** Start Provided records **

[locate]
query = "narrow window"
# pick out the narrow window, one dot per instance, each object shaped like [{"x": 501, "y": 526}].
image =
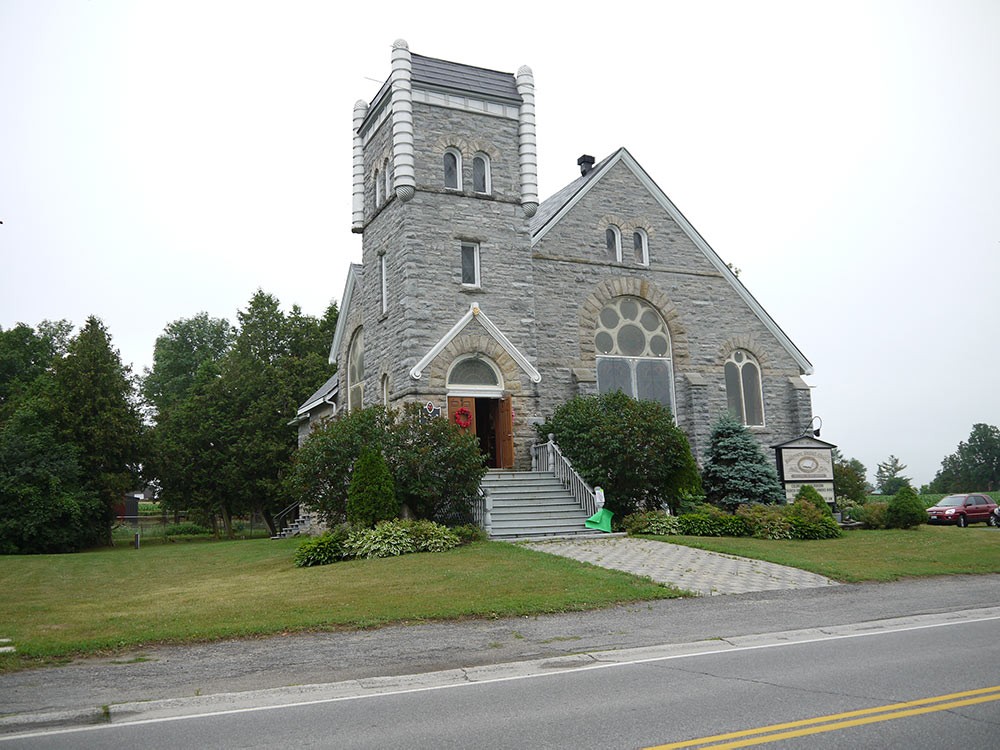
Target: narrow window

** End Provided records **

▶ Stated exercise
Change every "narrow window" in the entries above to "arched window", keeping everything else the same. Leave out the pictures.

▶ Complete output
[locate]
query = "arched window"
# pick out the arched window, one dot per instance, each object shaped like [{"x": 501, "y": 526}].
image =
Target: arched window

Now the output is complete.